EXERCISE 1
Shorten the paragraph of the cancer-risk text that begins "Table 4 lists the SIRs" into a bulleted list, keeping its main facts.
EXERCISE 2
Duplicate the part of the cancer-risk text between "Table 4 lists" and "with bladder cancer.", inclusive.

Table 4 lists the SIRs for each cancer outcome stratified by age at CRC diagnosis, sex, ethnicity, CRC stage at diagnosis, and duration of follow-up. Patients with CRC had a 59% increased risk of subsequent renal pelvis cancer (SIR, 1.59; 95% CI, 1.31-1.91) and a 100% increased risk of subsequent ureteral cancer (SIR, 2.00; 95% CI, 1.59-2.47). The risk for the development of renal parenchymal and bladder cancer was also higher, but these increases may be partly the result of intensive screening. After patients who received a diagnosis within the first 6 months were excluded, the SIR was 1.21 (95% CI, 1.12-1.32) for patients with renal parenchymal cancer and 1.10 (95% CI, 1.05-1.15) for patients with bladder cancer.

SUPPLIED ENTRIES
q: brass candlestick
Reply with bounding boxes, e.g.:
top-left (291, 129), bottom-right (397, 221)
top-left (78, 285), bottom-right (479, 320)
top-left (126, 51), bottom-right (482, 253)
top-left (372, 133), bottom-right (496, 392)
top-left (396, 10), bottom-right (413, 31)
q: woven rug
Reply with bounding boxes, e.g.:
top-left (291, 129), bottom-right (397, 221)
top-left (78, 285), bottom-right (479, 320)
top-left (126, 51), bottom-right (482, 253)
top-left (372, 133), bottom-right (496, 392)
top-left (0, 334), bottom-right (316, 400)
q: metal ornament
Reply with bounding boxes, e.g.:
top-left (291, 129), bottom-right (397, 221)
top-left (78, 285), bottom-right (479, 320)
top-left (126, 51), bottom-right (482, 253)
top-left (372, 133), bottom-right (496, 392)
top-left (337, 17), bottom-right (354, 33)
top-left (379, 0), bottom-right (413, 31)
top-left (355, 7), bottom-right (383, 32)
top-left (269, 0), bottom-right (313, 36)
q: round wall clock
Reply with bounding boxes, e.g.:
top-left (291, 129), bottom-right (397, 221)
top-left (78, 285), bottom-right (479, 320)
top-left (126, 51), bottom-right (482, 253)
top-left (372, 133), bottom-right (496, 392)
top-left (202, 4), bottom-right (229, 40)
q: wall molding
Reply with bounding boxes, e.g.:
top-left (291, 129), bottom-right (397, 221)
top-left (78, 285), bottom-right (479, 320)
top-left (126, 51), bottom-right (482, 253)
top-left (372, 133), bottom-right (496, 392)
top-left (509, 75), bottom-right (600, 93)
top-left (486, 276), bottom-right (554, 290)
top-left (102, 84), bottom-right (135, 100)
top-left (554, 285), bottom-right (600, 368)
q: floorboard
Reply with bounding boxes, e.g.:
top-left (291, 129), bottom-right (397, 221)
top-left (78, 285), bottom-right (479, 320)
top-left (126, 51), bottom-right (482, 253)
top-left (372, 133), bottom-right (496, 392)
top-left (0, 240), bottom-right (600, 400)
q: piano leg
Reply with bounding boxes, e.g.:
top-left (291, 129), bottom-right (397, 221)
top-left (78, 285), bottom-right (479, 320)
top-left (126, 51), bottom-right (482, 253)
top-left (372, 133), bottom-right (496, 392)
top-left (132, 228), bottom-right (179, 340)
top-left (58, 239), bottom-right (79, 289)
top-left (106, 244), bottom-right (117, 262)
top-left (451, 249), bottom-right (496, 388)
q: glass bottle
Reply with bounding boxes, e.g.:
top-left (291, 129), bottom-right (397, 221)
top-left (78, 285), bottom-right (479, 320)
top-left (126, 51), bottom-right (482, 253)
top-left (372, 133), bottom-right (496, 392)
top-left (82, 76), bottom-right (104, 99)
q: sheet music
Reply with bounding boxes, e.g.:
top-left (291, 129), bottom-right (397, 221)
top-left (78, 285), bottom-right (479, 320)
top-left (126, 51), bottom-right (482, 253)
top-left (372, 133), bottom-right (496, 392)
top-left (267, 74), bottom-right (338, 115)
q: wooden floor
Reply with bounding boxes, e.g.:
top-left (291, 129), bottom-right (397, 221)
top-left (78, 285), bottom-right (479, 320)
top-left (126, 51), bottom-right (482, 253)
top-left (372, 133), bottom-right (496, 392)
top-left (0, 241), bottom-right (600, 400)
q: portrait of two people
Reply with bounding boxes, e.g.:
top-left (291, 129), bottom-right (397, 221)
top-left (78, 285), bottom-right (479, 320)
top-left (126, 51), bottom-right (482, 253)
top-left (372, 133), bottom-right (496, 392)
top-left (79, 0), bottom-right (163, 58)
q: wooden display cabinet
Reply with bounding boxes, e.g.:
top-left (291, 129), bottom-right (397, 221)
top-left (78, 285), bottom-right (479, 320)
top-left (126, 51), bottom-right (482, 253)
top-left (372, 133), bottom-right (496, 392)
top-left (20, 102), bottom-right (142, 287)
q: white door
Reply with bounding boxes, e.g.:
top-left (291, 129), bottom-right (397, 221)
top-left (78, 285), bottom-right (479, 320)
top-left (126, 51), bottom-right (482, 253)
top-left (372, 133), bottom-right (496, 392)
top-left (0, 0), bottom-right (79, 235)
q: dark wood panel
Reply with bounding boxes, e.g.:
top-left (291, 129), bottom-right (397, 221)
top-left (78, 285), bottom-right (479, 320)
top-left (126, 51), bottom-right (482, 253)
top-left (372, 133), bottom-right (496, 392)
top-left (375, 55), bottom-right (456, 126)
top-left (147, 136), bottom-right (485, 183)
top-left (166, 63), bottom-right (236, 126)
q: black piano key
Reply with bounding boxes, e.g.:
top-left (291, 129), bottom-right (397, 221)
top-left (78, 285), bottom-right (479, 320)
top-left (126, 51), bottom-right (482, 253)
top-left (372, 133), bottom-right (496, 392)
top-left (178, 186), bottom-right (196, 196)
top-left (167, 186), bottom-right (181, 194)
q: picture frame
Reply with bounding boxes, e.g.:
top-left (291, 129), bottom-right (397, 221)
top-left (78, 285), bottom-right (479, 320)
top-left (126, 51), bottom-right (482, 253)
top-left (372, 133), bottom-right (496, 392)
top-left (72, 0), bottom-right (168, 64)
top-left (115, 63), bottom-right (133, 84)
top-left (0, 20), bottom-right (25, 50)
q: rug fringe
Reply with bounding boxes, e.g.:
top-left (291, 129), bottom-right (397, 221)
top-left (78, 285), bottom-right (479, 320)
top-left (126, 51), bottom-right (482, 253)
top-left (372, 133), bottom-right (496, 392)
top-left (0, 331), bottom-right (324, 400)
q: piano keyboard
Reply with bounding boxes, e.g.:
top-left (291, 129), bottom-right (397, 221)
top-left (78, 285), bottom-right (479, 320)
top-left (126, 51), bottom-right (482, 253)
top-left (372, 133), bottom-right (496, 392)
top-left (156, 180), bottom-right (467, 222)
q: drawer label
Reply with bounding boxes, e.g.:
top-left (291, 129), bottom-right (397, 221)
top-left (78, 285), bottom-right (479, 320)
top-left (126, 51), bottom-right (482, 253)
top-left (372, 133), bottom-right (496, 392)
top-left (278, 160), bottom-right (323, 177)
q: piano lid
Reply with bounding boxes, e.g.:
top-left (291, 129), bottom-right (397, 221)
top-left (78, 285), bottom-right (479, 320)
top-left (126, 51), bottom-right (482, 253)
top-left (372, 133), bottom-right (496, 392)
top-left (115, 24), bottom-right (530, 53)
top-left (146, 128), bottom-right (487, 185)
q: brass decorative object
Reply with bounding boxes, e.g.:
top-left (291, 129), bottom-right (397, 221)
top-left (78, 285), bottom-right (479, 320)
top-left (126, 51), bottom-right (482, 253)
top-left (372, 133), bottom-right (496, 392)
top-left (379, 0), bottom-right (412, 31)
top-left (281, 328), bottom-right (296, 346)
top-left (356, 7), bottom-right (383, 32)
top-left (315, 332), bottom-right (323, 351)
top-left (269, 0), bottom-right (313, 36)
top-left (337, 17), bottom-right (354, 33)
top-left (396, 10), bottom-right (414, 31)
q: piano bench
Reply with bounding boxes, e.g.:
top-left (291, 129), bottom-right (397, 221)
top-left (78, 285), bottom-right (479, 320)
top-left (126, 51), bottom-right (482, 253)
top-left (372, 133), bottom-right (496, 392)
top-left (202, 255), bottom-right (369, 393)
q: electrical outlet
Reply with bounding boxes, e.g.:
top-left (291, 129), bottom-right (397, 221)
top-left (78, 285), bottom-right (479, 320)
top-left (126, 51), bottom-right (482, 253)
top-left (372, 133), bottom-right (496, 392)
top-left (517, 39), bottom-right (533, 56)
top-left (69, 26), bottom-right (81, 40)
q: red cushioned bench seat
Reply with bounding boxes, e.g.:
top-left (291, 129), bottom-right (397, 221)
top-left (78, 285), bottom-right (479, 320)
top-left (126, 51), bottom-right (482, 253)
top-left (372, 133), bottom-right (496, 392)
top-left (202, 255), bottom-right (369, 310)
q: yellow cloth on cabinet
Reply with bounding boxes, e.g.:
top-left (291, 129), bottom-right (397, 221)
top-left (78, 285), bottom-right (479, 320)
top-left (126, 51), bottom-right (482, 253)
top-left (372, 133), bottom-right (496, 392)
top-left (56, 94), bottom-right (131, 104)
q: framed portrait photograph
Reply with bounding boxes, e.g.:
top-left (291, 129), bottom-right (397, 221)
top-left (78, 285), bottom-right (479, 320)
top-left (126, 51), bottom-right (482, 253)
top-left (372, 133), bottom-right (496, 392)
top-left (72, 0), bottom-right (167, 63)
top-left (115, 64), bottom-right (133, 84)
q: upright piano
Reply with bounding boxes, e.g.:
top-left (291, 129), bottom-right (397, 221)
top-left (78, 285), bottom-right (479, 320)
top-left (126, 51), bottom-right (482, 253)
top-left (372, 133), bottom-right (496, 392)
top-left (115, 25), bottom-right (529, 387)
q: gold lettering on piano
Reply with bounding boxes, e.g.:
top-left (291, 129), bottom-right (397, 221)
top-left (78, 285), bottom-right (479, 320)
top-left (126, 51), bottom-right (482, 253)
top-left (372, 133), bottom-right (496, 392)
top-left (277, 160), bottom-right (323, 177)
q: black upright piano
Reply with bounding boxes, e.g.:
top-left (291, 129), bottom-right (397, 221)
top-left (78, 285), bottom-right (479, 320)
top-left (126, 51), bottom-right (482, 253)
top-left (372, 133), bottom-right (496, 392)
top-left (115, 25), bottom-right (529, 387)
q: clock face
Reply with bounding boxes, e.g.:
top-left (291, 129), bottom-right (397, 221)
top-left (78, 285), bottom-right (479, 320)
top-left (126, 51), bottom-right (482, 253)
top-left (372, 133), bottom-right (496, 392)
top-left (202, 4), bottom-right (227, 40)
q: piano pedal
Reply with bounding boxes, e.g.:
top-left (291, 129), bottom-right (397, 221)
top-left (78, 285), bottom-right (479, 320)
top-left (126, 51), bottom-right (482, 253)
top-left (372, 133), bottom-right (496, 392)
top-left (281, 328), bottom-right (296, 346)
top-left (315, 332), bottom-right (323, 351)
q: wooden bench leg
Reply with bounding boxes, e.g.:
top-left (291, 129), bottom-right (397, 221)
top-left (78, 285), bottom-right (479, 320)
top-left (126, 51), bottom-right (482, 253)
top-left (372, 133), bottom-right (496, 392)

WRITTEN ANSWER 1
- Table 4 gives SIRs for each cancer outcome, broken down by age at CRC diagnosis, sex, ethnicity, CRC stage at diagnosis, and length of follow-up.
- Patients with CRC had a 59% higher risk of later renal pelvis cancer (SIR, 1.59; 95% CI, 1.31-1.91).
- Their risk of later ureteral cancer was 100% higher (SIR, 2.00; 95% CI, 1.59-2.47).
- Risk of renal parenchymal and bladder cancer was also higher, though this may be partly due to intensive screening.
- With patients diagnosed in the first 6 months left out, the SIR was 1.21 (95% CI, 1.12-1.32) for renal parenchymal cancer and 1.10 (95% CI, 1.05-1.15) for bladder cancer.

WRITTEN ANSWER 2
Table 4 lists the SIRs for each cancer outcome stratified by age at CRC diagnosis, sex, ethnicity, CRC stage at diagnosis, and duration of follow-up. Patients with CRC had a 59% increased risk of subsequent renal pelvis cancer (SIR, 1.59; 95% CI, 1.31-1.91) and a 100% increased risk of subsequent ureteral cancer (SIR, 2.00; 95% CI, 1.59-2.47). The risk for the development of renal parenchymal and bladder cancer was also higher, but these increases may be partly the result of intensive screening. After patients who received a diagnosis within the first 6 months were excluded, the SIR was 1.21 (95% CI, 1.12-1.32) for patients with renal parenchymal cancer and 1.10 (95% CI, 1.05-1.15) for patients with bladder cancer.